■ **EXERCISE BRIEF**:
Copy out the following material line for line, changing nothing.

#### SUPPLIED DATA ####

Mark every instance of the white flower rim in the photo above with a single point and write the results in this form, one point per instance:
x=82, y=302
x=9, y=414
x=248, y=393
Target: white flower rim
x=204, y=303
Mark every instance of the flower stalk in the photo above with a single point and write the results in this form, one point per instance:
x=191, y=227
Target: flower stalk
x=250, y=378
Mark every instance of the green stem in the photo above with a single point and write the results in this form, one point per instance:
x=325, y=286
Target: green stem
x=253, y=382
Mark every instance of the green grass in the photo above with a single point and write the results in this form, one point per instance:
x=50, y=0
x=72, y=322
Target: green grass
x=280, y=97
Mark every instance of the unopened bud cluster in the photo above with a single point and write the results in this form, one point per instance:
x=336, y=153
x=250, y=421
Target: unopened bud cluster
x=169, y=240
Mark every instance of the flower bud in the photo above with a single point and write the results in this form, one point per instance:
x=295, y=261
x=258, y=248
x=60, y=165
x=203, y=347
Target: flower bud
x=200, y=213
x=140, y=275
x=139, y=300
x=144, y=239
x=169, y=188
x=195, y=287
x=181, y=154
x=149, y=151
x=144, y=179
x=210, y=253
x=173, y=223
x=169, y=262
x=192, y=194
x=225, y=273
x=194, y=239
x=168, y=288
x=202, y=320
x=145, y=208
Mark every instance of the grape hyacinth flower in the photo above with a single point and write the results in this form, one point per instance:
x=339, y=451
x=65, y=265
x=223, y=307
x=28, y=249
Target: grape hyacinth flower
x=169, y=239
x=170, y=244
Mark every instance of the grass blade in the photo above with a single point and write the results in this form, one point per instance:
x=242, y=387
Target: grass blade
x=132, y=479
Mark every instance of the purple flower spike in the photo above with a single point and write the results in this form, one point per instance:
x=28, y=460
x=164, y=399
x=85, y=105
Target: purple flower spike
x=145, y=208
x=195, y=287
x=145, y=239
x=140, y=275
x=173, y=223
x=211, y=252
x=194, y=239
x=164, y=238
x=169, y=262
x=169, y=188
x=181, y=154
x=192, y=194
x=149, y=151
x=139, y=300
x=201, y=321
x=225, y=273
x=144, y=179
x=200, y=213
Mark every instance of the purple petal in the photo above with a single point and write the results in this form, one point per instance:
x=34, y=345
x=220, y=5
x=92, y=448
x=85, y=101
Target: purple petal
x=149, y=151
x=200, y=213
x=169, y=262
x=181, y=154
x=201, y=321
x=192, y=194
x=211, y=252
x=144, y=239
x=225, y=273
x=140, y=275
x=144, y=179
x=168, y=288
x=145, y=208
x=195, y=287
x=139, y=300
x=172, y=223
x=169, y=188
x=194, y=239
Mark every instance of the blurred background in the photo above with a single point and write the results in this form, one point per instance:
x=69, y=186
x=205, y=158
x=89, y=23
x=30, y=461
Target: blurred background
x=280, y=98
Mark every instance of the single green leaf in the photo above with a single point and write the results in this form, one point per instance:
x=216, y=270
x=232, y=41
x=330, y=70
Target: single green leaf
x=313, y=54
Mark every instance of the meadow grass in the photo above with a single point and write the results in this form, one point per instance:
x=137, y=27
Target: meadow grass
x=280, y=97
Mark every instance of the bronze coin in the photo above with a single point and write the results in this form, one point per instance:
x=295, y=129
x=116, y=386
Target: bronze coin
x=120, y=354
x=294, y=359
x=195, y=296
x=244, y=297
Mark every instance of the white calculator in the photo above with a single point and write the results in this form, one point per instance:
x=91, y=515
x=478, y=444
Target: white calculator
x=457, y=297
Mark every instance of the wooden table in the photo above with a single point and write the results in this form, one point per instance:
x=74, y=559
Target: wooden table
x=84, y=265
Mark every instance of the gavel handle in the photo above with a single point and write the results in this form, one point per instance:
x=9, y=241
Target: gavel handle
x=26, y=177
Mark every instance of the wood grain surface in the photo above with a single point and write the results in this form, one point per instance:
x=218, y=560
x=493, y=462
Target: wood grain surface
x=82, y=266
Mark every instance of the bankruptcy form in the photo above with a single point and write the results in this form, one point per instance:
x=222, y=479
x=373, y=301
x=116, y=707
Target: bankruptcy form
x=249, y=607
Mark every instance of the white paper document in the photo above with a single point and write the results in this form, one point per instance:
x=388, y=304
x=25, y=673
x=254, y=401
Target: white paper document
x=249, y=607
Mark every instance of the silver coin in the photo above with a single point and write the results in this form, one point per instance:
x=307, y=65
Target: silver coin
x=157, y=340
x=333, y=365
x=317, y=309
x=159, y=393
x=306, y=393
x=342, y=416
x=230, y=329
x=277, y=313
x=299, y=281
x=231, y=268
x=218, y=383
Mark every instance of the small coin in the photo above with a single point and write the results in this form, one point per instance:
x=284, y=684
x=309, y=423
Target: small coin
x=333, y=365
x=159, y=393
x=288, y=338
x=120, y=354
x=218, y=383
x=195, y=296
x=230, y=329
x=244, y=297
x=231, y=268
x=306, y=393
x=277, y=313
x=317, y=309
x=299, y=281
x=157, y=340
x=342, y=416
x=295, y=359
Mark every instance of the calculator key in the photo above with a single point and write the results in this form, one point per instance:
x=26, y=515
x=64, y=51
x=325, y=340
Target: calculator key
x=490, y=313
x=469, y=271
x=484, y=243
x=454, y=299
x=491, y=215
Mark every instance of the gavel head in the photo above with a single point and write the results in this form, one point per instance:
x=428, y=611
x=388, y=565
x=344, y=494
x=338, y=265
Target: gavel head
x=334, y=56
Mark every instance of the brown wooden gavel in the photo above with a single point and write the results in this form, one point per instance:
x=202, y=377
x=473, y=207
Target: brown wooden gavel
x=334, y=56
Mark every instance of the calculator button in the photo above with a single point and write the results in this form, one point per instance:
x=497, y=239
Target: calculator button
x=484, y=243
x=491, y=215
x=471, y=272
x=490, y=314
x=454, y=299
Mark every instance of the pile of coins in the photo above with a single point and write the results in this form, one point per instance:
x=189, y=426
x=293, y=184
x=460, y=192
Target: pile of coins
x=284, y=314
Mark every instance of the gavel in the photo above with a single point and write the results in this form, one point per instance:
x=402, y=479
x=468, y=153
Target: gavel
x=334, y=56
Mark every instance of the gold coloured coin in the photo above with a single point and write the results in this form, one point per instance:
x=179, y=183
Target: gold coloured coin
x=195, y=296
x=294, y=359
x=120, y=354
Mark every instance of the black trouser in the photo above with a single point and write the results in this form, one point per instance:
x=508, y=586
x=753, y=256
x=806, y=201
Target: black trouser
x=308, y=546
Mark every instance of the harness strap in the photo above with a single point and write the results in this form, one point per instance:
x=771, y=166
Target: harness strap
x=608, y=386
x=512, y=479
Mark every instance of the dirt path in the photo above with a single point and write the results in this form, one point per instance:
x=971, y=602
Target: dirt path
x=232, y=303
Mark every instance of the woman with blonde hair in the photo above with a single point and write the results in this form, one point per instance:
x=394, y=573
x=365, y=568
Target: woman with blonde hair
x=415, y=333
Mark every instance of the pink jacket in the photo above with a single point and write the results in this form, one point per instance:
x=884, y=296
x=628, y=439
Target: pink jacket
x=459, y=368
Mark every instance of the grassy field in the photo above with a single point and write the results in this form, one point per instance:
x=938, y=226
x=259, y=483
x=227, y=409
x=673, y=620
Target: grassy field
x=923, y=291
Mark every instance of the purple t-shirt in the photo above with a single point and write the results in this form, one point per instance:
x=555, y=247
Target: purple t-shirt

####

■ **RESPONSE**:
Mark every instance of the white flower rim in the photo above with a single point and write the results in this form, one point per instance:
x=82, y=302
x=9, y=414
x=248, y=393
Target: white flower rim
x=204, y=303
Mark every instance of the flower stalk in the photo above with a single point and write the results in this form, one point per instance:
x=191, y=227
Target: flower stalk
x=250, y=378
Mark every instance of the green stem in the photo above with a single point and write the results in this form, one point per instance:
x=325, y=286
Target: green stem
x=253, y=382
Mark every instance of the green grass in the photo above with a single point and write the results in this form, one point per instance:
x=50, y=0
x=72, y=322
Target: green grass
x=280, y=97
Mark every instance of the unopened bud cluster in the photo above with a single point and write the results in this form, one point per instance:
x=336, y=153
x=250, y=421
Target: unopened bud cluster
x=169, y=240
Mark every instance of the flower bud in the photo above with a single point and write the results in this form, one point per instance:
x=295, y=261
x=258, y=248
x=60, y=165
x=203, y=347
Target: flower bud
x=200, y=213
x=140, y=275
x=139, y=300
x=144, y=239
x=169, y=188
x=195, y=287
x=181, y=154
x=149, y=151
x=144, y=179
x=210, y=253
x=173, y=223
x=169, y=262
x=192, y=194
x=225, y=273
x=194, y=239
x=168, y=288
x=202, y=320
x=145, y=208
Mark every instance of the grape hyacinth flower in the photo above with a single point and write the results in this form, one point per instance:
x=339, y=451
x=65, y=265
x=223, y=307
x=28, y=249
Target: grape hyacinth flower
x=169, y=239
x=170, y=244
Mark every instance of the grass blade in the photo above with a single point and write the results in this form, one point per instance:
x=242, y=387
Target: grass blade
x=132, y=479
Mark every instance of the purple flower spike in the photo above with a single point and write the results in this form, one point per instance:
x=28, y=460
x=164, y=399
x=85, y=105
Target: purple flower spike
x=145, y=208
x=195, y=287
x=145, y=239
x=140, y=275
x=173, y=223
x=211, y=252
x=194, y=239
x=164, y=238
x=169, y=262
x=169, y=188
x=181, y=154
x=192, y=194
x=149, y=151
x=139, y=300
x=201, y=321
x=225, y=273
x=144, y=179
x=200, y=213
Mark every instance of the purple petal in the photo above with a single point and write the results in this form, one point per instance:
x=34, y=345
x=220, y=5
x=92, y=448
x=85, y=101
Target: purple petal
x=149, y=151
x=200, y=213
x=169, y=262
x=181, y=154
x=201, y=321
x=192, y=194
x=211, y=252
x=144, y=239
x=225, y=273
x=140, y=275
x=144, y=179
x=168, y=288
x=145, y=208
x=195, y=287
x=139, y=300
x=172, y=223
x=169, y=188
x=194, y=239
Mark every instance of the blurred background in the photo above with a single point and write the results in this form, one point per instance:
x=69, y=186
x=205, y=158
x=89, y=23
x=30, y=461
Target: blurred background
x=280, y=98
Mark every instance of the single green leaf in the photo above with a single point and write the results in this form, one point per instance:
x=216, y=270
x=232, y=41
x=330, y=70
Target: single green leaf
x=313, y=54
Mark every instance of the meadow grass in the photo above with a single point and write the results in this form, one point per instance:
x=137, y=27
Target: meadow grass
x=280, y=97
Mark every instance of the bronze coin in the photo above with a single point and write the results in this form, one point per instance:
x=295, y=129
x=116, y=386
Target: bronze coin
x=120, y=354
x=294, y=359
x=195, y=296
x=244, y=297
Mark every instance of the white calculator in the photo above with a single point and write the results in this form, one point per instance:
x=91, y=515
x=478, y=444
Target: white calculator
x=457, y=297
Mark every instance of the wooden table in the photo above with a single point and write the results in this form, one point per instance:
x=74, y=559
Target: wooden table
x=84, y=265
Mark every instance of the gavel handle in the photo above with a single point and write the results in this form, one point per instance:
x=9, y=241
Target: gavel handle
x=26, y=177
Mark every instance of the wood grain surface in the photo above with a single point and write the results in this form, one point per instance:
x=218, y=560
x=493, y=462
Target: wood grain surface
x=82, y=266
Mark every instance of the bankruptcy form in the photo above with a single point and write the results in this form, one point per instance:
x=222, y=479
x=373, y=301
x=116, y=707
Target: bankruptcy form
x=249, y=607
Mark every instance of the white paper document in the photo above with a single point and write the results in this form, one point per instance:
x=388, y=304
x=25, y=673
x=254, y=401
Target: white paper document
x=249, y=607
Mark every instance of the silver coin in the photo above with a single point and write the results in this form, one point per instance:
x=307, y=65
Target: silver coin
x=157, y=340
x=333, y=365
x=317, y=309
x=159, y=393
x=306, y=393
x=342, y=416
x=230, y=329
x=277, y=313
x=299, y=281
x=231, y=268
x=218, y=383
Mark every instance of the small coin in the photo above with a single point and write the results in this form, one point per instance:
x=284, y=684
x=309, y=423
Target: small coin
x=333, y=365
x=159, y=393
x=288, y=338
x=120, y=354
x=218, y=383
x=195, y=296
x=230, y=329
x=244, y=297
x=231, y=268
x=306, y=393
x=277, y=313
x=317, y=309
x=299, y=281
x=157, y=340
x=342, y=416
x=295, y=359
Mark every instance of the calculator key in the photo above with a single point and write the results in this form, one point per instance:
x=26, y=515
x=64, y=51
x=325, y=340
Target: calculator key
x=490, y=313
x=469, y=271
x=484, y=243
x=454, y=299
x=491, y=215
Mark every instance of the gavel head in the photo above with a single point and write the results in this form, one point per instance:
x=428, y=611
x=388, y=565
x=344, y=494
x=338, y=265
Target: gavel head
x=334, y=56
Mark every instance of the brown wooden gavel in the photo above with a single point and write the results in this form, one point per instance:
x=202, y=377
x=473, y=207
Target: brown wooden gavel
x=334, y=56
Mark every instance of the calculator button in the photo above with a single point and write the results in this form, one point per instance:
x=497, y=239
Target: calculator button
x=484, y=243
x=491, y=215
x=471, y=272
x=490, y=314
x=454, y=299
Mark every instance of the pile of coins in the photo above with a single point and write the results in this form, one point per instance:
x=189, y=426
x=293, y=184
x=460, y=192
Target: pile of coins
x=284, y=314
Mark every instance of the gavel in the photo above with a single point and write the results in this form, one point per instance:
x=402, y=479
x=468, y=153
Target: gavel
x=334, y=56
Mark every instance of the gold coloured coin in the photo above with a single point and write the results in this form, one point per instance:
x=179, y=183
Target: gold coloured coin
x=195, y=296
x=294, y=359
x=120, y=354
Mark every instance of the black trouser in the photo above with a single point and write the results in this form, one point per instance:
x=508, y=586
x=753, y=256
x=806, y=201
Target: black trouser
x=308, y=546
Mark every instance of the harness strap in the photo above with a single point and write the results in this form, one point per instance:
x=771, y=166
Target: harness strap
x=608, y=386
x=512, y=479
Mark every instance of the dirt path in the photo above with a single point and write the results in this form, one point per instance:
x=971, y=602
Target: dirt path
x=232, y=303
Mark every instance of the woman with blonde hair in the photo above with a single point and write the results in this form, one point per instance:
x=394, y=573
x=365, y=568
Target: woman with blonde hair
x=415, y=333
Mark every instance of the pink jacket in the photo above with a single point and write the results in this form, one point per instance:
x=884, y=296
x=628, y=439
Target: pink jacket
x=459, y=368
Mark every instance of the grassy field in the photo above with a single point and write the results in this form, one point per instance:
x=938, y=226
x=259, y=483
x=227, y=409
x=673, y=620
Target: grassy field
x=923, y=291
Mark every instance of the purple t-shirt in the photo above with a single point and write the results in this form, one point per instance:
x=555, y=247
Target: purple t-shirt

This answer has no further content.